▶ **Work instructions**: Print the line containing "class is: pharmacie" and every later line of the records. Keep each one exactly as given, ending with the last.

▶ **Data supplied**:
BEGIN
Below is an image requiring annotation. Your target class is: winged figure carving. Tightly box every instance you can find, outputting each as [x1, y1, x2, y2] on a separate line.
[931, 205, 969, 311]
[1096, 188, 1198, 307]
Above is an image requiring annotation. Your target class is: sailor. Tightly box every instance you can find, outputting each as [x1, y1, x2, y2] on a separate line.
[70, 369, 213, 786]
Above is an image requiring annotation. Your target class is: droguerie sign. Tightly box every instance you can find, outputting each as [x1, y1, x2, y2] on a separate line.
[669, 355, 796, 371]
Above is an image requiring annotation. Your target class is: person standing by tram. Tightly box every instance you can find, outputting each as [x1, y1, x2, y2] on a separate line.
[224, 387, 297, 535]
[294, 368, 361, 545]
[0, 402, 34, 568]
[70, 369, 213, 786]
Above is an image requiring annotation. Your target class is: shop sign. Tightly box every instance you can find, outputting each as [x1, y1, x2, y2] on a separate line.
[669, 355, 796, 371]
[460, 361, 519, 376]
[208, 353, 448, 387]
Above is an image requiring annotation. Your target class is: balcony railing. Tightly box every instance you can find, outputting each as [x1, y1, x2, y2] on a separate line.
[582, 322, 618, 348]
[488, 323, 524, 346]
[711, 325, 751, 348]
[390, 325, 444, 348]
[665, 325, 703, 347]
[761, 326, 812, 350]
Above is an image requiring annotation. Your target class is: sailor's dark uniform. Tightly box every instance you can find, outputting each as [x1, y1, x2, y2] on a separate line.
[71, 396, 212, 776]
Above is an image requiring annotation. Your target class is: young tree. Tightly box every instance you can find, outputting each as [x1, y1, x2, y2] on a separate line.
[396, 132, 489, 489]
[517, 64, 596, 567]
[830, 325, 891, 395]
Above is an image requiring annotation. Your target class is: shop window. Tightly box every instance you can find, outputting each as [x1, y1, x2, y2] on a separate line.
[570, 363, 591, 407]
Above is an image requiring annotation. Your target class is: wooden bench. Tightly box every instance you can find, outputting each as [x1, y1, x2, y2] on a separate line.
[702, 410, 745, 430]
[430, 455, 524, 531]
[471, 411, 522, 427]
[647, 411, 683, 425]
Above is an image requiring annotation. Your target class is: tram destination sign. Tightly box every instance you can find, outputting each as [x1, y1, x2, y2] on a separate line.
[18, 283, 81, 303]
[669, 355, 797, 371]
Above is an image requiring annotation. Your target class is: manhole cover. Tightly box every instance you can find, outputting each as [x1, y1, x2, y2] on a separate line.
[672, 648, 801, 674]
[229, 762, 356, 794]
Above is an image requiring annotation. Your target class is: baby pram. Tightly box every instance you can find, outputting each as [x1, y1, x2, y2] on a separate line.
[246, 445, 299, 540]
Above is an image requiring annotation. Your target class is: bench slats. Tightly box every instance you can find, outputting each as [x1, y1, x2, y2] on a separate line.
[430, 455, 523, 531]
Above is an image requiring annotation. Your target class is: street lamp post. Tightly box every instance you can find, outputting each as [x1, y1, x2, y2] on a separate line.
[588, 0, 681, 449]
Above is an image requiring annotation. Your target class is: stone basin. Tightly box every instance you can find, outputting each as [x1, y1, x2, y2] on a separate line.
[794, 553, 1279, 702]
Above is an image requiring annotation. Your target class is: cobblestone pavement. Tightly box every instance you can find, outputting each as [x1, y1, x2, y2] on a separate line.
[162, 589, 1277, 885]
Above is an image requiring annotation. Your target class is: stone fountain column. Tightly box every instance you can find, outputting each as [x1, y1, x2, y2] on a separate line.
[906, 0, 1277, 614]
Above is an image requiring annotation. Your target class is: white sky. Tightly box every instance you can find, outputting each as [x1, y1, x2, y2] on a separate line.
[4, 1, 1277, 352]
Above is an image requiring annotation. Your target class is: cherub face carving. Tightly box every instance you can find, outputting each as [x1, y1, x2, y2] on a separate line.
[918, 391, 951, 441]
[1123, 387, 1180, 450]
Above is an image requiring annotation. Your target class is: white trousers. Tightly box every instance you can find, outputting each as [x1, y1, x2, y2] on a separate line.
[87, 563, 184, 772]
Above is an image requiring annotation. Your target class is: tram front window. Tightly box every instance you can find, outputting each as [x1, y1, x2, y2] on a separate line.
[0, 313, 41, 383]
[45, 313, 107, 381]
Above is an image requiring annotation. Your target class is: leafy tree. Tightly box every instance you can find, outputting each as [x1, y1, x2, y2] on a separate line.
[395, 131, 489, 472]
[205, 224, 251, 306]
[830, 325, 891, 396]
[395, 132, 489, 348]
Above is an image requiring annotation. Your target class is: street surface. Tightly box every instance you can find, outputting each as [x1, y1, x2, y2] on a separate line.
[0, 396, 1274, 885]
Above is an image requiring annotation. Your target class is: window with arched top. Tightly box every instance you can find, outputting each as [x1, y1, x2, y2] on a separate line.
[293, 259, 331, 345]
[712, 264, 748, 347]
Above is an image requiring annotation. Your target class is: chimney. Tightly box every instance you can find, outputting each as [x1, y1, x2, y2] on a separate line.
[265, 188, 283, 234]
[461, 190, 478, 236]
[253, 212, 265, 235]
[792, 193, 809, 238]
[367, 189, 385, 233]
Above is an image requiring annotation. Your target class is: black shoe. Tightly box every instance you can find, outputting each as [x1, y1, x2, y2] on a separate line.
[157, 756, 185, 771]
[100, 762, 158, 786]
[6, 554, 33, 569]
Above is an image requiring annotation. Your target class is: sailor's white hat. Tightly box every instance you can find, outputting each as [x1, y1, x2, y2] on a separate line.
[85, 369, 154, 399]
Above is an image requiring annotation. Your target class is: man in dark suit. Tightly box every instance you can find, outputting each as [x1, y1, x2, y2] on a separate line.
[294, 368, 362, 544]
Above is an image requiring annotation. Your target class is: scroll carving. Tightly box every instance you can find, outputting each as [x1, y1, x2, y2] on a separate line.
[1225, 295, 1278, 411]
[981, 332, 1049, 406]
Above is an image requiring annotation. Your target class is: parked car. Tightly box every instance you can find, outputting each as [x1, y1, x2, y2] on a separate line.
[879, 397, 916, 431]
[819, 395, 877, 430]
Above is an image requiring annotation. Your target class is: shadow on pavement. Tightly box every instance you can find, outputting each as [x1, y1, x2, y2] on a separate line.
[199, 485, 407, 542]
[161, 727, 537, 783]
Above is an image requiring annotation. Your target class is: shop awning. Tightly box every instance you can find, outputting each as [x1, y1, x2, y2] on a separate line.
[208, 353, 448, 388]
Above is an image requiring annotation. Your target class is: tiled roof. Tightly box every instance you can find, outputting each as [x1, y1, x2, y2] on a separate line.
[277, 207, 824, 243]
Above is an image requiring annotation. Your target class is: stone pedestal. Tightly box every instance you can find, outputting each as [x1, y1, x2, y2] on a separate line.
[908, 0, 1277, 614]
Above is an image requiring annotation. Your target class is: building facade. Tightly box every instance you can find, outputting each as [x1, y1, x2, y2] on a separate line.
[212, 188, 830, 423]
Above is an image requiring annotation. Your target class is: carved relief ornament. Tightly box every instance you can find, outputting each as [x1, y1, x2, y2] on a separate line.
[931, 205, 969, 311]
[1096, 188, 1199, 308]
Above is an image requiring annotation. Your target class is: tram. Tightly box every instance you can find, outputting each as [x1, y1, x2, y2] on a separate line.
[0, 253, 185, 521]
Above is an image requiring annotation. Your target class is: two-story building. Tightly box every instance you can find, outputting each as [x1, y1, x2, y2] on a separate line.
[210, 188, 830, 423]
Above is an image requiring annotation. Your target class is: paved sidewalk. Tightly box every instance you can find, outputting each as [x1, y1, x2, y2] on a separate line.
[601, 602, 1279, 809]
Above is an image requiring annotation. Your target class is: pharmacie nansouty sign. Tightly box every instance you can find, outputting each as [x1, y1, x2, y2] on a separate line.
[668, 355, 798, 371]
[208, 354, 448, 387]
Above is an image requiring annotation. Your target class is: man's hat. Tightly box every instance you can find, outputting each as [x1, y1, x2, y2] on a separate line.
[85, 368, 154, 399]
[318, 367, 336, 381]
END
▶ **Exercise result**:
Above is an image requiring annotation. Your target class is: pharmacie nansouty sign. Tightly box every instance you can find, outputting each as [x1, y1, x2, y2] on a separate line.
[668, 355, 798, 371]
[208, 354, 448, 387]
Above is an image requiring annotation. Your target class is: man's hat. Tightly box every instance you can find, outputting each as [x1, y1, x2, y2] on a separate line.
[85, 368, 154, 399]
[318, 367, 336, 381]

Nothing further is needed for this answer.